Can you turn every line of the items below into a numbered list, skipping blank lines and leaving the pictures out?

___

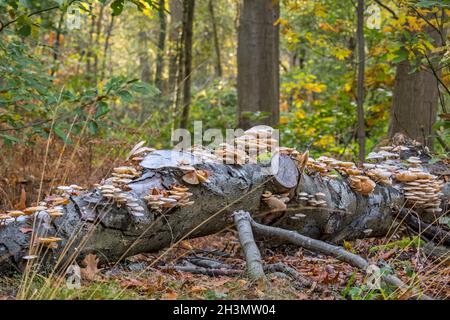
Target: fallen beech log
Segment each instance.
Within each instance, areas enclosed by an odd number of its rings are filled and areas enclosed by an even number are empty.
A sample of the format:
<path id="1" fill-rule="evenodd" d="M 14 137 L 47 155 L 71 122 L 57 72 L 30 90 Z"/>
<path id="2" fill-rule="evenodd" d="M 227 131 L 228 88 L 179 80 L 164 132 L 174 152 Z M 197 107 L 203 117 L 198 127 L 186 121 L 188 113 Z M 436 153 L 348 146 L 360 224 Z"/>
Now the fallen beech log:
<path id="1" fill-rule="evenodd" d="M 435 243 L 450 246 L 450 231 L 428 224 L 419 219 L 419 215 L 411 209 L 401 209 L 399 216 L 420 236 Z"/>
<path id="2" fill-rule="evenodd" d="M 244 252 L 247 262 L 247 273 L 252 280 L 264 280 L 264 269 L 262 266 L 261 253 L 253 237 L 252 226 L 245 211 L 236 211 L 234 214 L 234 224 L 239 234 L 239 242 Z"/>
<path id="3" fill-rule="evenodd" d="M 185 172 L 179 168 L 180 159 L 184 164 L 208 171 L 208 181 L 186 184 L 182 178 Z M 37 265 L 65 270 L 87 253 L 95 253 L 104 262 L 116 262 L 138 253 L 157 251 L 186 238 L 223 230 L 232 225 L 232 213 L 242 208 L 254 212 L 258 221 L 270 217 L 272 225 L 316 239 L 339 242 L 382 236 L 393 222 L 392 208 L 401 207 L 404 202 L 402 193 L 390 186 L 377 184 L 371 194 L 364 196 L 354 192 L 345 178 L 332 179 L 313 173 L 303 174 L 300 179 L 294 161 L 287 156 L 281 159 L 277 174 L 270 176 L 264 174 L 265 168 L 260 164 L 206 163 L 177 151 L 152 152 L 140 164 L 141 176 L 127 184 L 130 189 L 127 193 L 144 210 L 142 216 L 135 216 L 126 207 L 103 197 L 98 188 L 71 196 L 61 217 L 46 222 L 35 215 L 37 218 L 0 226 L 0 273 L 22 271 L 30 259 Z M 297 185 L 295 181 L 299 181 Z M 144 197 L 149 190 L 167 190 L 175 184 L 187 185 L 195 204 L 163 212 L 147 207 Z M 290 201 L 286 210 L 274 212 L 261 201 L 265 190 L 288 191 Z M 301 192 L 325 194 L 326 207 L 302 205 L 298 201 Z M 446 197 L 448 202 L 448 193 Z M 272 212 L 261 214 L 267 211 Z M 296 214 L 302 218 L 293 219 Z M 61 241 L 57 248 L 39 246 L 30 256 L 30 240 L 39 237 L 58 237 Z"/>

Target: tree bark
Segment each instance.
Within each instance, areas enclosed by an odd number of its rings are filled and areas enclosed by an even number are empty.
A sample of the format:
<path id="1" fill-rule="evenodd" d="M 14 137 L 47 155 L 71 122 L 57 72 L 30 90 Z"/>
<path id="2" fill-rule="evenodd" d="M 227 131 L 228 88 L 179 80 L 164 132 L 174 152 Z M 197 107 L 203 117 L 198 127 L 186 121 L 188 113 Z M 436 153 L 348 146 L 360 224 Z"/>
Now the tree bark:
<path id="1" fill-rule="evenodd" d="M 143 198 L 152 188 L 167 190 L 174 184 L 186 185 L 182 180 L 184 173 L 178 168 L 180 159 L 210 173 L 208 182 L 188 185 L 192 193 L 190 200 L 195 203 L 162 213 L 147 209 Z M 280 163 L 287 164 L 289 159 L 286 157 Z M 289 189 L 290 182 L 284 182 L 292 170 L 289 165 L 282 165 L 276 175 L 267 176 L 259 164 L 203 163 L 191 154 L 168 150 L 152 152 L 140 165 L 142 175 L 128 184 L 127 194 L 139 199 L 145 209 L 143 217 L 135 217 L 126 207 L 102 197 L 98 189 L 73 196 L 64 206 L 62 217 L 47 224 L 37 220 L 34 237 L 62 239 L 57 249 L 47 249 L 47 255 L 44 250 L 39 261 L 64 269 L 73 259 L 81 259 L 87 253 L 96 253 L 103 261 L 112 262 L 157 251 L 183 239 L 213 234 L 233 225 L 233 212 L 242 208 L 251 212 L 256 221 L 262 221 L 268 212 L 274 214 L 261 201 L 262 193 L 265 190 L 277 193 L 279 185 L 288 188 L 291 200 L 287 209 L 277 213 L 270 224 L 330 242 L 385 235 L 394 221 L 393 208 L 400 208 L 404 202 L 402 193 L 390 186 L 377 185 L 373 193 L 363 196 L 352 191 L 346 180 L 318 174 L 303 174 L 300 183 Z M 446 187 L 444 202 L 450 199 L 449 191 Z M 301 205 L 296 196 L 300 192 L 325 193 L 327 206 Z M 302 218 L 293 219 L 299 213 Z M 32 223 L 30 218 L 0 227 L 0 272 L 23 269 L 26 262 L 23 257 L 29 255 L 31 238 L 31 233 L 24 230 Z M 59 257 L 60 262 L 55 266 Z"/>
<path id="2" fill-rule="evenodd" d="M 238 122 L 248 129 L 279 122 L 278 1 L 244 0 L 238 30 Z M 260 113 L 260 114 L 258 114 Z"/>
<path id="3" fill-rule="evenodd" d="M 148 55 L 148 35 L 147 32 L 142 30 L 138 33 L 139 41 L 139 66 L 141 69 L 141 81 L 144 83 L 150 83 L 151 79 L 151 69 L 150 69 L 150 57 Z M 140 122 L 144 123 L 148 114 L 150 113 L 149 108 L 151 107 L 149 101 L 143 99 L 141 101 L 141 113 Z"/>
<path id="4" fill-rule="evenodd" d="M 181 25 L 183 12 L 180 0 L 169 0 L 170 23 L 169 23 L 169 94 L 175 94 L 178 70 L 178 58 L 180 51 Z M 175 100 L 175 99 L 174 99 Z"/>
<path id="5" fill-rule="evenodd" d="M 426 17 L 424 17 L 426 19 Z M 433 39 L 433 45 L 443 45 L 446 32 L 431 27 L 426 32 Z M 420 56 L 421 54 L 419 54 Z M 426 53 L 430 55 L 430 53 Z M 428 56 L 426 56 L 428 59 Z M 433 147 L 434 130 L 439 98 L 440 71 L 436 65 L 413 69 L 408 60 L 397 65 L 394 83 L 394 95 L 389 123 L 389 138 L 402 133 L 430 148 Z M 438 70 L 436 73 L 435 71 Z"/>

___

• [WRITTEN REPLY]
1. Target: fallen beech log
2. Segment each instance.
3. Within each instance, areas enclosed by an odd number of its rings are filled and areas enclosed by an even number are empty.
4. A sample of the format:
5. <path id="1" fill-rule="evenodd" d="M 14 137 L 47 155 L 71 122 L 57 72 L 30 90 Z"/>
6. <path id="2" fill-rule="evenodd" d="M 227 131 L 228 88 L 179 80 L 164 132 L 174 152 Z M 197 107 L 203 117 L 198 127 L 186 121 L 188 113 Z M 436 153 L 348 146 L 360 224 Z"/>
7. Now the fallen beech log:
8. <path id="1" fill-rule="evenodd" d="M 435 243 L 450 246 L 450 231 L 428 224 L 419 219 L 419 215 L 411 209 L 401 209 L 399 216 L 420 236 Z"/>
9. <path id="2" fill-rule="evenodd" d="M 244 252 L 247 262 L 247 273 L 252 280 L 264 280 L 264 269 L 262 266 L 261 253 L 253 237 L 252 226 L 245 211 L 236 211 L 234 214 L 234 224 L 239 234 L 239 242 Z"/>
10. <path id="3" fill-rule="evenodd" d="M 185 172 L 179 168 L 180 159 L 184 164 L 208 171 L 208 181 L 186 184 L 182 178 Z M 37 265 L 65 270 L 87 253 L 95 253 L 104 262 L 116 262 L 138 253 L 157 251 L 186 238 L 223 230 L 232 225 L 232 213 L 242 208 L 254 212 L 258 221 L 270 217 L 272 225 L 316 239 L 339 242 L 382 236 L 393 222 L 392 208 L 401 207 L 404 202 L 402 193 L 390 186 L 377 184 L 371 194 L 364 196 L 354 192 L 345 178 L 332 179 L 313 173 L 303 174 L 300 179 L 294 161 L 287 156 L 281 159 L 277 174 L 270 176 L 264 174 L 265 168 L 260 164 L 206 163 L 177 151 L 152 152 L 140 164 L 141 176 L 127 184 L 130 189 L 127 193 L 144 210 L 142 216 L 135 216 L 126 207 L 103 197 L 98 188 L 71 196 L 61 217 L 46 222 L 35 215 L 37 218 L 0 226 L 0 273 L 22 271 L 30 259 Z M 297 185 L 295 181 L 299 181 Z M 144 197 L 149 190 L 167 190 L 175 184 L 187 185 L 195 204 L 163 212 L 147 207 Z M 290 201 L 286 210 L 274 212 L 261 201 L 265 190 L 288 191 Z M 301 192 L 325 194 L 326 207 L 302 205 L 298 201 Z M 446 197 L 448 202 L 448 193 Z M 272 212 L 261 214 L 267 211 Z M 296 214 L 302 218 L 293 219 Z M 61 241 L 57 248 L 39 246 L 30 256 L 30 240 L 39 237 L 58 237 Z"/>
11. Target: tree bark
12. Segment each instance.
13. Within each instance, areas enclosed by an odd number of its rings are filled and areas enclosed by an even number are empty.
14. A sample of the format:
15. <path id="1" fill-rule="evenodd" d="M 14 137 L 47 155 L 71 122 L 57 72 L 30 90 Z"/>
16. <path id="2" fill-rule="evenodd" d="M 227 131 L 228 88 L 179 80 L 164 132 L 174 152 Z M 197 107 L 203 117 L 198 127 L 186 121 L 188 113 Z M 436 153 L 348 146 L 360 224 Z"/>
17. Now the tree bark:
18. <path id="1" fill-rule="evenodd" d="M 143 198 L 152 188 L 167 190 L 174 184 L 186 185 L 182 180 L 184 173 L 178 168 L 180 159 L 210 173 L 208 182 L 188 185 L 192 193 L 190 200 L 195 203 L 162 213 L 147 209 Z M 280 163 L 287 164 L 289 159 L 286 157 Z M 289 189 L 290 182 L 284 182 L 292 170 L 289 165 L 282 165 L 276 175 L 267 176 L 259 164 L 203 163 L 191 154 L 168 150 L 152 152 L 140 165 L 142 175 L 128 184 L 127 194 L 139 199 L 145 209 L 143 217 L 135 217 L 126 207 L 102 197 L 98 189 L 73 196 L 64 206 L 62 217 L 47 224 L 37 220 L 34 237 L 62 239 L 57 249 L 47 249 L 47 255 L 44 250 L 39 261 L 64 269 L 73 259 L 81 259 L 87 253 L 96 253 L 103 261 L 112 262 L 157 251 L 183 239 L 213 234 L 233 225 L 233 212 L 242 208 L 251 212 L 256 221 L 262 221 L 268 212 L 274 214 L 261 201 L 262 193 L 265 190 L 277 193 L 279 185 L 288 188 L 291 200 L 287 209 L 277 213 L 270 224 L 330 242 L 385 235 L 394 221 L 393 208 L 400 208 L 404 202 L 402 193 L 390 186 L 377 185 L 373 193 L 363 196 L 352 191 L 346 180 L 318 174 L 303 174 L 300 183 Z M 446 187 L 444 202 L 450 199 L 449 191 Z M 301 205 L 296 196 L 300 192 L 325 193 L 327 206 Z M 302 218 L 293 219 L 299 213 Z M 32 223 L 30 218 L 0 227 L 0 272 L 23 269 L 26 262 L 23 257 L 29 255 L 31 238 L 31 233 L 24 230 Z M 59 257 L 60 262 L 55 266 Z"/>
19. <path id="2" fill-rule="evenodd" d="M 238 122 L 248 129 L 279 122 L 278 1 L 244 0 L 238 30 Z M 260 113 L 260 114 L 258 114 Z"/>
20. <path id="3" fill-rule="evenodd" d="M 148 55 L 148 35 L 147 32 L 142 30 L 138 33 L 139 41 L 139 66 L 141 69 L 141 81 L 144 83 L 150 83 L 151 79 L 151 69 L 150 69 L 150 57 Z M 140 122 L 144 123 L 148 114 L 150 113 L 149 108 L 151 107 L 149 101 L 143 99 L 141 101 L 141 113 Z"/>
21. <path id="4" fill-rule="evenodd" d="M 181 25 L 183 12 L 180 0 L 169 0 L 170 23 L 169 23 L 169 94 L 175 94 L 178 70 L 178 58 L 180 51 Z M 175 100 L 175 99 L 174 99 Z"/>
22. <path id="5" fill-rule="evenodd" d="M 426 17 L 424 17 L 426 19 Z M 433 39 L 433 45 L 443 45 L 446 32 L 431 27 L 426 32 Z M 420 56 L 421 54 L 419 54 Z M 426 53 L 430 55 L 430 53 Z M 428 56 L 426 56 L 428 59 Z M 433 147 L 434 130 L 439 98 L 440 71 L 436 65 L 413 69 L 408 60 L 397 65 L 394 83 L 394 95 L 389 123 L 389 138 L 402 133 L 430 148 Z M 438 70 L 436 73 L 435 71 Z"/>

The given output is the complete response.